--- The problem ---
Word for word, reproduce the listing that follows, excluding any pictures it contains.

--- Given entries ---
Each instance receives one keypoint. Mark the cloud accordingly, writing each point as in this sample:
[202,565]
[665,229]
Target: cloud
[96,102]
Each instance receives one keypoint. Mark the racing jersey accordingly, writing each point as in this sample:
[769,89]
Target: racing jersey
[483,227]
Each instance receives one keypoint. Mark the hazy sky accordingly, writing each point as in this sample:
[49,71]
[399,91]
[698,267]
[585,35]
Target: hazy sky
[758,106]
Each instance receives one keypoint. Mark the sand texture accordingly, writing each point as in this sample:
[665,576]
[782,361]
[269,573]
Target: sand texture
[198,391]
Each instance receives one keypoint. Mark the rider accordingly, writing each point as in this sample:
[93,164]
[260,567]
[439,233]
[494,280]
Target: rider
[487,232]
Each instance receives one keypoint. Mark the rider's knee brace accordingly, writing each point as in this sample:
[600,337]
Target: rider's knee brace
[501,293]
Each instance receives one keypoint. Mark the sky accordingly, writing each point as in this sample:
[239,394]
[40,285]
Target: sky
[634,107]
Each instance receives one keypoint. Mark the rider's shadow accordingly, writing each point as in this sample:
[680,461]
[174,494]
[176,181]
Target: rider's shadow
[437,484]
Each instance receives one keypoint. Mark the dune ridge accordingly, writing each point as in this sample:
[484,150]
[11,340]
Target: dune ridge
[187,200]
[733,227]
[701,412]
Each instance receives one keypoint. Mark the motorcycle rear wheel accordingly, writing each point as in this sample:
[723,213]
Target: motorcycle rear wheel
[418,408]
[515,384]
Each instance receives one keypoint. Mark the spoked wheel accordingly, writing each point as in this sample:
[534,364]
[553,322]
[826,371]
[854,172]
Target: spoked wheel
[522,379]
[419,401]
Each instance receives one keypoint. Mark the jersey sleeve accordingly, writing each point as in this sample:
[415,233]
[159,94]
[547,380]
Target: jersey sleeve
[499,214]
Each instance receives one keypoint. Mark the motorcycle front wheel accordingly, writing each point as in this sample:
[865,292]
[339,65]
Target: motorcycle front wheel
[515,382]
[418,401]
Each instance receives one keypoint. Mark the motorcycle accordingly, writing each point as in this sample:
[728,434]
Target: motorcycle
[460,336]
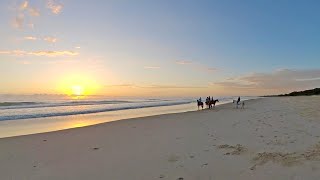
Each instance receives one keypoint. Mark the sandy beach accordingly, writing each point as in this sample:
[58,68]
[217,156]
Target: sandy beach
[272,138]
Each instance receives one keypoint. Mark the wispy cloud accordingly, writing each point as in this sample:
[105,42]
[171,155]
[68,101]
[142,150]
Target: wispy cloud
[23,11]
[24,5]
[30,38]
[39,53]
[18,21]
[182,62]
[50,39]
[156,86]
[210,69]
[281,80]
[33,11]
[55,7]
[151,67]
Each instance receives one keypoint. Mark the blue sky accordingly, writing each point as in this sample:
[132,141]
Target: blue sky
[160,46]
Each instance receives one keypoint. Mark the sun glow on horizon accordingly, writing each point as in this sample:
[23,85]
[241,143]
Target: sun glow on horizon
[77,90]
[78,86]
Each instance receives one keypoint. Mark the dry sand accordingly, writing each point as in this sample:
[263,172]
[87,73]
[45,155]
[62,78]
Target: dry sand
[272,138]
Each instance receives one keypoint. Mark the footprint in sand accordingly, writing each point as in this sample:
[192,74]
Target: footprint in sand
[205,164]
[236,150]
[173,158]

--- Answer for this exercise ---
Each instance receives one keypoint. Mark the cloud accordingly, writing each point as in this sample:
[202,565]
[665,229]
Target: cloud
[96,102]
Each instance receives one keypoint. Mark the racing jersey accordingly, writing each point as in this sample:
[769,89]
Target: racing jersey
[483,227]
Each instance receives one keypoint. Mark the hazy sky accordingly, writing each point as in this sample:
[49,71]
[399,91]
[698,267]
[585,35]
Target: hazy sky
[758,106]
Each instance receives one keypoint. Mark the sand texture accordingly, writing each point as in this sample:
[665,576]
[782,361]
[269,573]
Target: sand texture
[198,391]
Each instance receives one keypoint. Mark the rider accordingly, writing each point as in this sample:
[93,164]
[260,567]
[439,233]
[494,280]
Target: rider
[487,232]
Each instance receives one keypoint. Mark the rider's knee brace accordingly, writing each point as in this sample:
[600,337]
Target: rider's knee brace
[501,293]
Each instance receives one keypoint. Mark the sky accordingly, writing each point as in this sample:
[239,394]
[40,285]
Target: sky
[634,107]
Each instance receives one keypoint. Mark the rider's shadow accordingly, writing each point as in this sample:
[680,461]
[174,494]
[176,181]
Target: rider's shadow
[437,484]
Each instance receives one keypoint. Mark the dune ridge accordingly, writing each point as in this sample:
[484,150]
[11,340]
Target: dune ridge
[187,200]
[733,227]
[701,412]
Each instance receives one keypoint. Mark the motorcycle rear wheel accordingly, writing each point as in this sample:
[723,213]
Target: motorcycle rear wheel
[418,408]
[515,384]
Each instance receives one keypoint. Mark the spoked wheel accordingly, writing each point as in this sample:
[534,364]
[553,322]
[826,371]
[854,172]
Target: spoked wheel
[522,379]
[419,401]
Each instance receives one keypoint. Mark the jersey sleeve accordingly, writing each point as in this sample:
[415,233]
[159,94]
[547,380]
Target: jersey sleeve
[499,214]
Each instance receives one keypoint. Mark the motorcycle front wheel accordingly, writing each point as in this sample:
[865,292]
[339,65]
Target: motorcycle front wheel
[515,382]
[418,401]
Each instance receives one keypoint. Mark the motorcycle accordingly, writing each point as in this sample:
[728,434]
Target: motorcycle
[460,336]
Each instance receives one keypoint. Mark the sandy beach accordingly, writing each point as in this sample:
[58,68]
[217,156]
Target: sandy beach
[272,138]
Each instance receives one keypoint. Mark the wispy cloud accordingly, writing each point as in this sample:
[105,42]
[171,155]
[68,101]
[142,150]
Target: wispy cloud
[23,11]
[24,5]
[30,38]
[39,53]
[18,21]
[182,62]
[50,39]
[156,86]
[210,69]
[281,80]
[33,11]
[55,7]
[151,67]
Each instance receives one keypoint. Mark the blue sky accordingly, writing each point as in this sample:
[132,141]
Target: blue sky
[160,46]
Each instance receives one keypoint. Mark the sun glow on horizon accordingly, writing each point as in this sample:
[23,85]
[241,143]
Target: sun glow on horizon
[77,90]
[78,86]
Each instance receives one keypoint. Mark the dry sand accordingly, writing each point as in this sample:
[263,172]
[87,73]
[45,155]
[62,78]
Target: dry sand
[272,138]
Each instance receives one keypoint. Mark the footprint in sand accordingly, writing each point as in this sample:
[192,74]
Target: footprint in sand
[205,164]
[236,150]
[173,158]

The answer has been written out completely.